--- Begin Record extracts ---
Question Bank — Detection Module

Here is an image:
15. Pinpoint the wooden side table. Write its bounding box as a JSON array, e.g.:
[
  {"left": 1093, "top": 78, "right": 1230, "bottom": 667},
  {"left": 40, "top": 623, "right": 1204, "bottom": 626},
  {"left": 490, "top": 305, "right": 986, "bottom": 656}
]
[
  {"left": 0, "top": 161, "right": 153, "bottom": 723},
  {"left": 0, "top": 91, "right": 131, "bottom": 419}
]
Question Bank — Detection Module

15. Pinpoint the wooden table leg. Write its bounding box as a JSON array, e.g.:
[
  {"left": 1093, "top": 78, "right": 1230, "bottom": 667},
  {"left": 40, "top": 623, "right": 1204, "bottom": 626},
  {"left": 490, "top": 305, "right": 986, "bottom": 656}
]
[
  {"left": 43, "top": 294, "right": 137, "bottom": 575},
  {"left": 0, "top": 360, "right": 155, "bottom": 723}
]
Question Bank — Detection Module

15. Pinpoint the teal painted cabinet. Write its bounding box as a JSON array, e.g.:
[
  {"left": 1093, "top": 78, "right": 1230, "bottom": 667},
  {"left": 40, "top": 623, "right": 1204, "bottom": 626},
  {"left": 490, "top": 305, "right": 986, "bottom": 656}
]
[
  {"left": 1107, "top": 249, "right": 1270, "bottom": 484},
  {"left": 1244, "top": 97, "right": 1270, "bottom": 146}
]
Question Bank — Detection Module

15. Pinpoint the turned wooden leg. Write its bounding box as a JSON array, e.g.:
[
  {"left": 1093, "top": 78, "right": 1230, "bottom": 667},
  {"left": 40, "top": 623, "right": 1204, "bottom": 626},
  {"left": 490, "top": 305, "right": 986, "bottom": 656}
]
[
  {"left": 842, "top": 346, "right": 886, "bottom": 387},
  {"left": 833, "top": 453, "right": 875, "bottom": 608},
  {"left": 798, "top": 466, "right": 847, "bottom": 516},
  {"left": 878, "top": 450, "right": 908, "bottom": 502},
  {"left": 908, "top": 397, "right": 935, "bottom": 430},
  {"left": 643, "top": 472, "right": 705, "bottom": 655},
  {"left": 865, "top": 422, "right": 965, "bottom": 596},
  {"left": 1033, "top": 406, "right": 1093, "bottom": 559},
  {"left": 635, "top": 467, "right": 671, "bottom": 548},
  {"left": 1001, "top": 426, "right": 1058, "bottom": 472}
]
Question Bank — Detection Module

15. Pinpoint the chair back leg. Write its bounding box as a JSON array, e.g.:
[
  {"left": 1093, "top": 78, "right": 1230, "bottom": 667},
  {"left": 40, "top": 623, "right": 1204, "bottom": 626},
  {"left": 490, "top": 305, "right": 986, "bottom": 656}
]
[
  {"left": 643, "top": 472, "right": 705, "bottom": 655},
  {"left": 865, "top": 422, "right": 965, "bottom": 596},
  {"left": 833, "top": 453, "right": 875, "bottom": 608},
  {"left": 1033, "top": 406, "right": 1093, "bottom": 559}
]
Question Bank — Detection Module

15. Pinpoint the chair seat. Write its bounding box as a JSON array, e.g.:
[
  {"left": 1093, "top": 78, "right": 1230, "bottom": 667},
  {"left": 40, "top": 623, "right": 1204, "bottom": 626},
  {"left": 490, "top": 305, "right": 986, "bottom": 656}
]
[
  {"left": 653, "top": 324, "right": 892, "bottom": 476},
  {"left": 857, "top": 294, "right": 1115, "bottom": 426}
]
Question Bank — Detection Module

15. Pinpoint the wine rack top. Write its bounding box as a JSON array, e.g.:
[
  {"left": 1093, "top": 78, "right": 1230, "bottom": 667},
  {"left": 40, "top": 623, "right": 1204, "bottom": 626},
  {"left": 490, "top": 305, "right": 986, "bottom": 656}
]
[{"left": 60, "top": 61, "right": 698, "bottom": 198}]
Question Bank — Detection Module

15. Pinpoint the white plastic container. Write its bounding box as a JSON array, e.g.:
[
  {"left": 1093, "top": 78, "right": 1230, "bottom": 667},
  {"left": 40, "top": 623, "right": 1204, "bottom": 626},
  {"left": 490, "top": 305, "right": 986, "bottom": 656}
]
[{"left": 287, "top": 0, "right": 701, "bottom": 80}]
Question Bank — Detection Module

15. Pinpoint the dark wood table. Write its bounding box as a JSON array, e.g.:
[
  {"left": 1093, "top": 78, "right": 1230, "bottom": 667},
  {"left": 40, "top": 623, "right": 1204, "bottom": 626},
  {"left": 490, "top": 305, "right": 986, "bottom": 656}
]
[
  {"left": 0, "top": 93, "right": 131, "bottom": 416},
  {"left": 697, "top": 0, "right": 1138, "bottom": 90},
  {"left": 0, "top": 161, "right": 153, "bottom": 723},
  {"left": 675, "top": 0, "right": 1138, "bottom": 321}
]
--- End Record extracts ---
- Description of the task
Please show every line of the items above that contains the string "JSON". Case counts.

- Expected output
15. Pinpoint the wooden side table. Write its bounding box as a JSON array, e.g.:
15. Pinpoint the wooden table leg. Write its bounding box as a JSON array, e.g.:
15. Pinpoint the teal painted cabinet. Write its bounding box as a JSON array, e.g.:
15. Pinpoint the turned wooden leg. Write its bounding box as a JSON array, e.g.:
15. Pinpoint the chair back leg. Write its bounding box as a JSON array, e.g.:
15. Pinpoint the chair seat. Write its bounding box as a JSON array, e.g.:
15. Pinpoint the wine rack top. Write its bounding box as a JSON array, e.g.:
15. Pinpoint the white plastic container. Write its bounding box as a JSON array, e.g.:
15. Pinpoint the dark wood table. Write its bounding box as a JSON array, e.g.:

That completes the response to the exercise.